Point labeling entries:
--------------------------------------------------
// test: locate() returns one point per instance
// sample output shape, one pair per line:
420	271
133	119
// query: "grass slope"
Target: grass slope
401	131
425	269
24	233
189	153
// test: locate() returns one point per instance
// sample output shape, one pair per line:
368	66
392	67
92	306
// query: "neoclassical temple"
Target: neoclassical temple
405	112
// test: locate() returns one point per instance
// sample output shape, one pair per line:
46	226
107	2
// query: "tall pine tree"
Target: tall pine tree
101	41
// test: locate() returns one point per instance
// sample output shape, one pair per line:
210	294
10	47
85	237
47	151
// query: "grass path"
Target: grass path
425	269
--------------------------------------------------
• What the task requires: Return every line of the entries above verbatim, character for character, with no changes.

• Written response:
// test: locate() returns one point per instance
// sample output shape, one pair per line:
420	271
133	119
// query: "grass slope"
Target: grass slope
401	131
425	269
24	233
189	153
// test: locate() returns one point per instance
// sample output shape, one pair per line:
368	66
392	67
92	306
// query: "neoclassical temple"
Target: neoclassical temple
405	112
// test: locate() returns one point per instance
// sample output shape, one pair per line:
46	226
107	2
// query: "tall pine tree"
Target: tall pine tree
101	41
// test: locate() returns one point per instance
// sample output shape, one pair per line:
210	294
10	47
85	237
47	151
// query: "grass path"
Target: grass path
425	269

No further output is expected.